Dataset content:
——————
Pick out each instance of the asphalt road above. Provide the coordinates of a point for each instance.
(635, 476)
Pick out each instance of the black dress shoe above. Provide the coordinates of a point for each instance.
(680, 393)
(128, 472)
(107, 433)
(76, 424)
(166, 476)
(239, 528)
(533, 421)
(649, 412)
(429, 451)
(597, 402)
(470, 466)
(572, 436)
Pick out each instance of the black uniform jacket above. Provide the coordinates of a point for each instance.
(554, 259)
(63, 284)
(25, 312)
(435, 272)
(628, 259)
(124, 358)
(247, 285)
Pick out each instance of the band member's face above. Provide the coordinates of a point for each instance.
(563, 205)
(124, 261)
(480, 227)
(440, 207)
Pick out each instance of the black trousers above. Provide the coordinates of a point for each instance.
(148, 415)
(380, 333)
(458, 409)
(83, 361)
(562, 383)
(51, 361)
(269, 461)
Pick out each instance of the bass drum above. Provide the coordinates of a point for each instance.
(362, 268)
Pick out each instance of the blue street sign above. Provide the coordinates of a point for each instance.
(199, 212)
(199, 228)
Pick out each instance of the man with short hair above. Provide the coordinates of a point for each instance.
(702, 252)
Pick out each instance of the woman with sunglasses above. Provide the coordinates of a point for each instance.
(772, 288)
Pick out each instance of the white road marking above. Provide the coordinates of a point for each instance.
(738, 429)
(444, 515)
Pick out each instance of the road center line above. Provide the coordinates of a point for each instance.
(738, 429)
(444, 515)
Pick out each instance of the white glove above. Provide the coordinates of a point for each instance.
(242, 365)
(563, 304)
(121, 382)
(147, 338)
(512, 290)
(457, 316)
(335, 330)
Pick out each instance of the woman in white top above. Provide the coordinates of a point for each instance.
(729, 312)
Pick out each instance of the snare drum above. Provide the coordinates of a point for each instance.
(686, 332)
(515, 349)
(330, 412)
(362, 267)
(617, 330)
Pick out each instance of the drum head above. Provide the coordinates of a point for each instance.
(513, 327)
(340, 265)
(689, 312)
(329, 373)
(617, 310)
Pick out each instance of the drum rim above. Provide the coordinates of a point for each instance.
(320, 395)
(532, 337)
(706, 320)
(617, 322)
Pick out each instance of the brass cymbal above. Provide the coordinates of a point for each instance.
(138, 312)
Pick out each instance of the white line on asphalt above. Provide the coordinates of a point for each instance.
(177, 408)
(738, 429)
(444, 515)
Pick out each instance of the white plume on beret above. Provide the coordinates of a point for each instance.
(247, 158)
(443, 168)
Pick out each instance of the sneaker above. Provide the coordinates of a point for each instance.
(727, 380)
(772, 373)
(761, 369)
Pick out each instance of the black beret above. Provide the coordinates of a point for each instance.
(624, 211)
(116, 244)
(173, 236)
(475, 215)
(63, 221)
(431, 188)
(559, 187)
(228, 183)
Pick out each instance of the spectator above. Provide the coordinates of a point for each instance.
——————
Exercise requirements: All of the records above are to be copied exactly.

Task solution:
Pick out each instance of the asphalt road above. Provide the coordinates of a point for each instance.
(635, 476)
Pick out each instance of the black dress shoe above. Provide the coordinates of a point for each instance.
(680, 393)
(128, 472)
(107, 433)
(76, 424)
(166, 476)
(239, 528)
(533, 421)
(649, 412)
(429, 451)
(597, 402)
(470, 466)
(572, 436)
Pick out each instance of the black uniform jacket above. Provide the coordinates of a point for each instance.
(554, 259)
(63, 284)
(25, 312)
(435, 272)
(628, 259)
(124, 358)
(247, 285)
Pick out each instance of the band member's face above. Provide the coordinates of a point for each instance.
(563, 205)
(124, 261)
(480, 227)
(440, 207)
Pick out each instance of the black trousers above. Provide the coordinates of a point for each instance.
(148, 415)
(380, 333)
(458, 409)
(83, 361)
(562, 383)
(51, 361)
(269, 461)
Pick out each instance of the bass drum above. Provide the coordinates of a point for each instance.
(362, 268)
Pick out each instance of the blue street sign above. Provide the coordinates of a point for each instance.
(199, 212)
(199, 228)
Pick out each instance of the man with short hair above. Provide the coordinates of a point for each instance.
(702, 252)
Pick out each instance of the woman with sunglasses above. Provide the coordinates of a point for each instance.
(772, 288)
Pick out each instance of the white road marking above. Provide the coordinates of a point for each instance.
(738, 429)
(444, 515)
Pick out each instance of the road center line above. Provide the coordinates of a point for each instance.
(738, 429)
(444, 515)
Pick out each instance of the white glove above. Provide the coordinates of a point for each instance.
(242, 365)
(563, 304)
(121, 382)
(147, 338)
(512, 290)
(457, 316)
(335, 330)
Pick out each instance of the woman in white top above. Provide the coordinates of a point for each instance.
(729, 312)
Pick out each instance of the snare drum above. Provide the coordinates of a point for each instance.
(686, 332)
(515, 349)
(330, 412)
(362, 267)
(617, 330)
Pick out each instance of the drum head above. Provide the coordinates of a point for each instance.
(513, 327)
(340, 265)
(689, 312)
(329, 373)
(617, 310)
Pick out each instance of the drum rim above. Provide the coordinates of a point for each instance.
(320, 395)
(532, 337)
(706, 320)
(617, 322)
Pick out each instance of the brass cymbal above. Provide the coordinates of a point for each instance.
(138, 312)
Pick out each instance of the white line on asphalt above. Provide the coordinates of a point for each instance.
(177, 408)
(738, 429)
(444, 515)
Pick out each instance of the white plume on beret above. Provide the coordinates of a point for each instance.
(247, 158)
(443, 168)
Pick out each instance of the sneaker above. Provide the coordinates of a point for each instance.
(727, 380)
(772, 373)
(761, 369)
Pick out each instance of the black beret above. Provide the coordinates of a point for each instance.
(624, 211)
(116, 244)
(173, 236)
(475, 215)
(63, 221)
(431, 188)
(559, 187)
(228, 183)
Pick out each instance of the spectator above. Provide the coordinates of a point for each instance.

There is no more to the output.